Court of Claims hears arguments in Brinks v. Hall legal battle over unpresented bills

By Ben Solis
Gongwer News Service

Does the House clerk have an inherent and constitutional duty to present enrolled bills to the governor, and even in the case of previously passed bills in a new session of the Legislature? The plaintiffs in Senate v. House (COC Docket No. 25-000014) argued that they do in a hearing before the Court of Claims.

The case was the subject of oral arguments on Monday before Judge Sima Patel. The Senate and Majority Leader Winnie Brinks (D-Grand Rapids) have asked Patel to grant summary disposition for the upper chamber and hold that the House clerk has a duty to present nine bills passed in the 2024 legislative session that were withheld from presentation when the 2025 session started.

Aside from the motion for summary disposition, Brinks and the Senate are seeking a writ of mandamus compelling the House to present the nine bills to the governor and seeks a declaratory judgment that the House has a constitutional duty to present the bills.

The House and Speaker Matt Hall (R-Richland Township) asked Patel to dismiss the lawsuit. His main argument was that that the 102nd Legislature ended upon the final adjournment of its second regular session and did not carry over into the current 103rd Legislature. The Senate has failed to point to constitutional text, case law or any other authority that would support its novel claim that the 103rd Legislature has a duty – much less a clear one, as is needed to prevail on their mandamus claim – to present bills passed by a prior Legislature.

Brinks and the Senate have argued that they were entitled to summary disposition and have standing, and that the claims are justiciable and are entitled to mandamus relief.

Arguing on behalf of the Senate and Brinks on Monday was attorney Mark Brewer of Goodman Acker. Brewer said it was clear the House and its clerk had a legal duty to present the bills at issue.

-----

In the article on the Court of Claims case, which judge heard the oral arguments on Monday? The lines after this article are separate material and are not part of it.

Data block:
-----

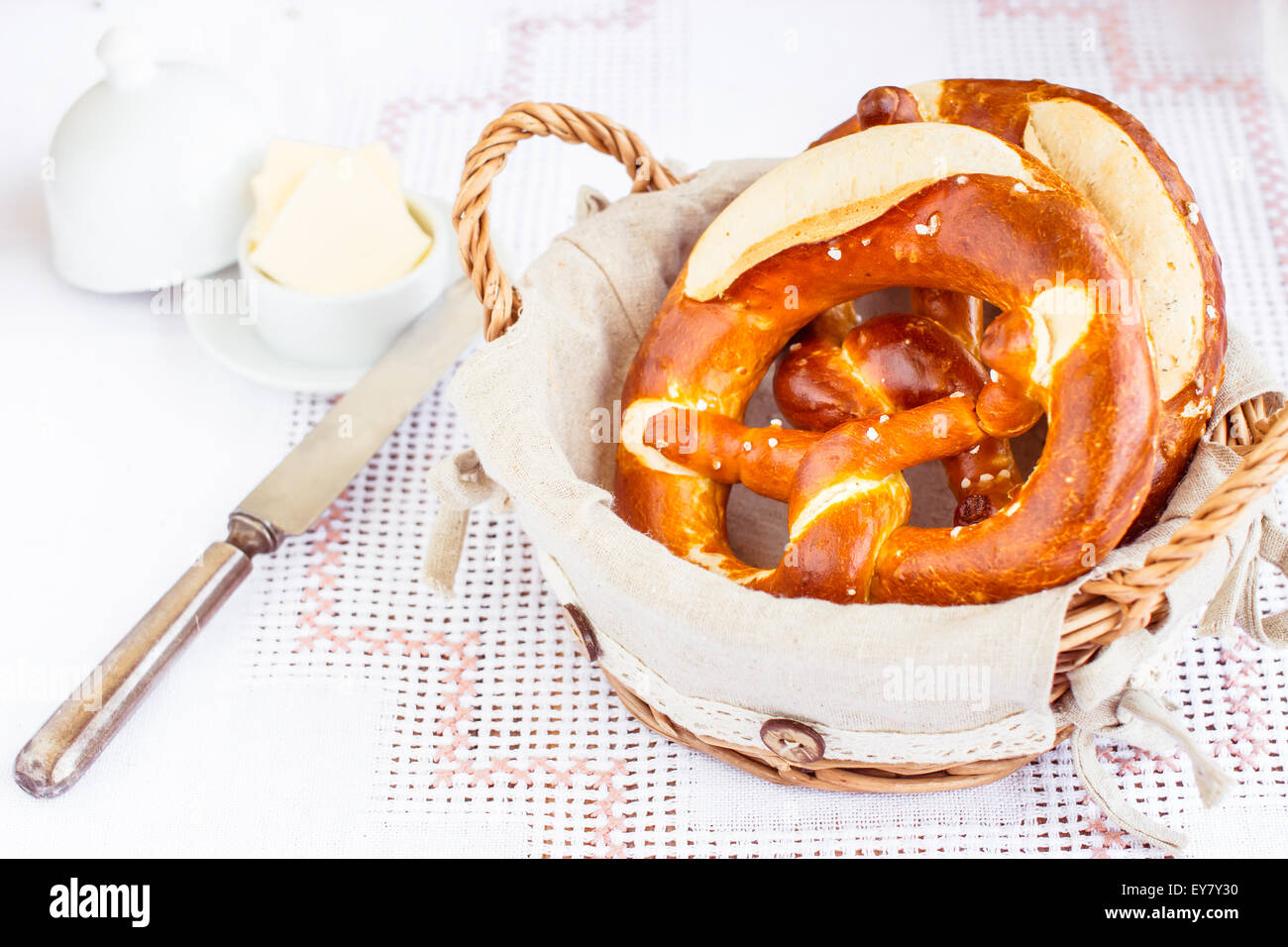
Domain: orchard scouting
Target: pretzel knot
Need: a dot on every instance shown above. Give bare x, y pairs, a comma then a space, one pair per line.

-----

Answer to the task: Judge Sima Patel.